> **To be done**:
Rewrite the stretch from the line that contains "TARGET = neighboring building" through the end of the material, substituting "coconut palm" for "palm tree" and leaving everything else unchanged.

> **Data provided**:
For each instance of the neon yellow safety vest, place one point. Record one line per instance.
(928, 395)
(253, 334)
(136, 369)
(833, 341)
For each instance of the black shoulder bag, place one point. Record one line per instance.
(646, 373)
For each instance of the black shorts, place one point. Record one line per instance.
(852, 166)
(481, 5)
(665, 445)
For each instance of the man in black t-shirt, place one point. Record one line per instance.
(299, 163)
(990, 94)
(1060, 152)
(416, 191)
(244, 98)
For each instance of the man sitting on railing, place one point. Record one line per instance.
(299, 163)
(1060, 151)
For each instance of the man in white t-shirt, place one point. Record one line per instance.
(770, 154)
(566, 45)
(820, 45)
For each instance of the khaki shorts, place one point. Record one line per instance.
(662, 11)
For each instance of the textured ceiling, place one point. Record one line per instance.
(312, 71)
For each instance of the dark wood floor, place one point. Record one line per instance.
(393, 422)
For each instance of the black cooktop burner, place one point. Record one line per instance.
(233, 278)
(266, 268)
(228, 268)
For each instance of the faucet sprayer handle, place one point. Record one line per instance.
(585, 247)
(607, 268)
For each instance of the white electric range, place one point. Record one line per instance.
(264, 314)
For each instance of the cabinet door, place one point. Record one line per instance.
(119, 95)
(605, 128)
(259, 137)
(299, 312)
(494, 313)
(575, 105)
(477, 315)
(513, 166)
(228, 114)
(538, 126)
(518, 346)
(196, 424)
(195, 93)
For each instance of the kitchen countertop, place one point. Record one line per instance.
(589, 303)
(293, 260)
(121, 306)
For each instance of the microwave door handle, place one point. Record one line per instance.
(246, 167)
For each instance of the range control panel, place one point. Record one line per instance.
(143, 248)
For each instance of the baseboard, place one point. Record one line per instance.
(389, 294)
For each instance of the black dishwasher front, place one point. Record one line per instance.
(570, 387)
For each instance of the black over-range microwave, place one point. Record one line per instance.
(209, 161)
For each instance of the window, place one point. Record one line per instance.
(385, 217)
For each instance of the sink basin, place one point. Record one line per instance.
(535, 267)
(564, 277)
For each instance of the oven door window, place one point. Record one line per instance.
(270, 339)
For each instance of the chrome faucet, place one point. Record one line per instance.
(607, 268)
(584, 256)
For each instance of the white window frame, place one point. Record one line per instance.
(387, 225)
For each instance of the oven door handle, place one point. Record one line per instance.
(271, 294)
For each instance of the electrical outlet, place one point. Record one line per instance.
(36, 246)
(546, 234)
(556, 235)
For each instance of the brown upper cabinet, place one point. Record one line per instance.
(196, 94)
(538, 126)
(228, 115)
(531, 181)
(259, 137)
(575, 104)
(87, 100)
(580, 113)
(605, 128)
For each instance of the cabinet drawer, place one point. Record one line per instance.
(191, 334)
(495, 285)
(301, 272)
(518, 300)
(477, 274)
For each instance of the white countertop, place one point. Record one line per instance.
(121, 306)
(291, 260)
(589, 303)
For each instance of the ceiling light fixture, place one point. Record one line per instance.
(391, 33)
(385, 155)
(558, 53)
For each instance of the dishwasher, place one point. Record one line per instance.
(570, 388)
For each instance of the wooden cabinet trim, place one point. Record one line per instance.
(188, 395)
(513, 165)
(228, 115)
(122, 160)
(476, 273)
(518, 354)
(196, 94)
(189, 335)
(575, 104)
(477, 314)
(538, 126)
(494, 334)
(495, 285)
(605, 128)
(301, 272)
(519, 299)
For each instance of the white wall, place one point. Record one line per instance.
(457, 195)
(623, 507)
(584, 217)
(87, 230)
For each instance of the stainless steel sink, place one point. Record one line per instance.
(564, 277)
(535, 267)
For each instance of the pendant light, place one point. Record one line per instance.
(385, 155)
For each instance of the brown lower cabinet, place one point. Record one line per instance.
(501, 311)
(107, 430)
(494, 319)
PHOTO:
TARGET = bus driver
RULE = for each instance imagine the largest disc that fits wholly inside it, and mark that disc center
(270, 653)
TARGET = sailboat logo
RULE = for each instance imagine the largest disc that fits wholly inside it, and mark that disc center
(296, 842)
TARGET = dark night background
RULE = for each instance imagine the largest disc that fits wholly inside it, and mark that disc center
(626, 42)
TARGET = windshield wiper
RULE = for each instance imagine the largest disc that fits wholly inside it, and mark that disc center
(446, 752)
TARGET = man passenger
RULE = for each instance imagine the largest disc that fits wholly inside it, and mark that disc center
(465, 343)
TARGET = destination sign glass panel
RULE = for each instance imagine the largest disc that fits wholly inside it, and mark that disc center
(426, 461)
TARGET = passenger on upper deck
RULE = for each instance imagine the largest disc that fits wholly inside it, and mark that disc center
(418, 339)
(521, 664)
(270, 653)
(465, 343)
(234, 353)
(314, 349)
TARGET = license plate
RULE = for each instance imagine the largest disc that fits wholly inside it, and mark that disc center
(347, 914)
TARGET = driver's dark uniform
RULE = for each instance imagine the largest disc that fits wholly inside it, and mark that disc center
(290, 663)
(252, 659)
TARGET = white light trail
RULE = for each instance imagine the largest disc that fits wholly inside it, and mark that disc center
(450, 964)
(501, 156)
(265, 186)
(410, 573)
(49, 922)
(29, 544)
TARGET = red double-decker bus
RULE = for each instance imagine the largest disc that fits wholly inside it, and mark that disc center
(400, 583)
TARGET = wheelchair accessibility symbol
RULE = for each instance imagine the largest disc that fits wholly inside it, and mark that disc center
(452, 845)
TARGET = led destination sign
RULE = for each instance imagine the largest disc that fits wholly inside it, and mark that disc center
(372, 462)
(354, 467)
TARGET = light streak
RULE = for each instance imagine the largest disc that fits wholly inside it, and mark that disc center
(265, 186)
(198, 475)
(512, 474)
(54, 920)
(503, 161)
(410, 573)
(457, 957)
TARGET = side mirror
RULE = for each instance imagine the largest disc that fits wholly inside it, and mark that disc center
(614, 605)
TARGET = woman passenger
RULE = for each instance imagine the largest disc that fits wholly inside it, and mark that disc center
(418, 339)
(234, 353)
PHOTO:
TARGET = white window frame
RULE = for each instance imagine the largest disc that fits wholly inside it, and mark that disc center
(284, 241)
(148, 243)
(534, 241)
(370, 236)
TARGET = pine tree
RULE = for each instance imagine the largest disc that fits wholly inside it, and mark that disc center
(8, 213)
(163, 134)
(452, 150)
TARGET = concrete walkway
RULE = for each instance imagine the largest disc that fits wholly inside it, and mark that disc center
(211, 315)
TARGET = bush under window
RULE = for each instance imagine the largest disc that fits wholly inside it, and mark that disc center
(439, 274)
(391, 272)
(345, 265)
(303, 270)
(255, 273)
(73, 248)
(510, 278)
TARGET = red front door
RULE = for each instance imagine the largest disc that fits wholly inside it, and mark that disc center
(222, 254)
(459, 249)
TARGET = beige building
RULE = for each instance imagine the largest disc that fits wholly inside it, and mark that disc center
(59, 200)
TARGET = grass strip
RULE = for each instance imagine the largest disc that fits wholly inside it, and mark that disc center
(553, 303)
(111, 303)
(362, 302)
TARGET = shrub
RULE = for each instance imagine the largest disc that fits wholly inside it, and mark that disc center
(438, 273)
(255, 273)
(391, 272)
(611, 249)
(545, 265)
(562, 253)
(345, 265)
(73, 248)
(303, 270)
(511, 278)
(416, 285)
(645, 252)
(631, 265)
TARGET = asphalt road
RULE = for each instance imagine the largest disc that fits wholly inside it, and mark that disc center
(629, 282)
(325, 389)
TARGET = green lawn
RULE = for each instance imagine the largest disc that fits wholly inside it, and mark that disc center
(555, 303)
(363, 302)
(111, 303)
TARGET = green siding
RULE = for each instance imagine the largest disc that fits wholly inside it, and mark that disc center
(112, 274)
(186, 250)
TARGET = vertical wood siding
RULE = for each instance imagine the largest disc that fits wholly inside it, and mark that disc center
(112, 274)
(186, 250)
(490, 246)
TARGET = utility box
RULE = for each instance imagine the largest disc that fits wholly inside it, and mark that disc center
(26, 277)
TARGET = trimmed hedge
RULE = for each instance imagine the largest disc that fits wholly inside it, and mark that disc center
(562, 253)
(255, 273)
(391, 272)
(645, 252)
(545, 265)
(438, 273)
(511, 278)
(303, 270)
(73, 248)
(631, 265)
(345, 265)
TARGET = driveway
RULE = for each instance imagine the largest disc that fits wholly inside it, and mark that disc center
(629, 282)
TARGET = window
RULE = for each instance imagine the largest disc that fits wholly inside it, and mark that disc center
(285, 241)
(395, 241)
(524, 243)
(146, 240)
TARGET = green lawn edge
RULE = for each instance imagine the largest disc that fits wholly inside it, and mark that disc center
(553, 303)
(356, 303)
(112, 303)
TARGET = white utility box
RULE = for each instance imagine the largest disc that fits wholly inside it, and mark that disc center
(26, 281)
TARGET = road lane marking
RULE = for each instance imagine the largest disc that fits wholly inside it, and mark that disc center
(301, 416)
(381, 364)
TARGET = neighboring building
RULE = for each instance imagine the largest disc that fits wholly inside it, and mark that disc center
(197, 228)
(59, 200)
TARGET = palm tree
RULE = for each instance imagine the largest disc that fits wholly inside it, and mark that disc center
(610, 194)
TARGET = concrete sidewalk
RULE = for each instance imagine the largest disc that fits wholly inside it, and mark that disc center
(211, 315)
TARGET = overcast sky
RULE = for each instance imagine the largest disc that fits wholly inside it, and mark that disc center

> **Result**:
TARGET = neighboring building
RULE = for each instance imagine the largest disc that fits wholly inside it, and mark that disc center
(197, 228)
(59, 200)
TARGET = coconut palm
RULE = for each instance imagine the largest disc that fits wholly inside it, and mark that disc center
(610, 194)
TARGET = concrete sidewalk
RULE = for each instance imagine the largest disc that fits wholly inside it, and mark that disc center
(211, 315)
TARGET = overcast sky
RULE = for each instance imagine the largest disc that fits wholly inside it, and mark that disc center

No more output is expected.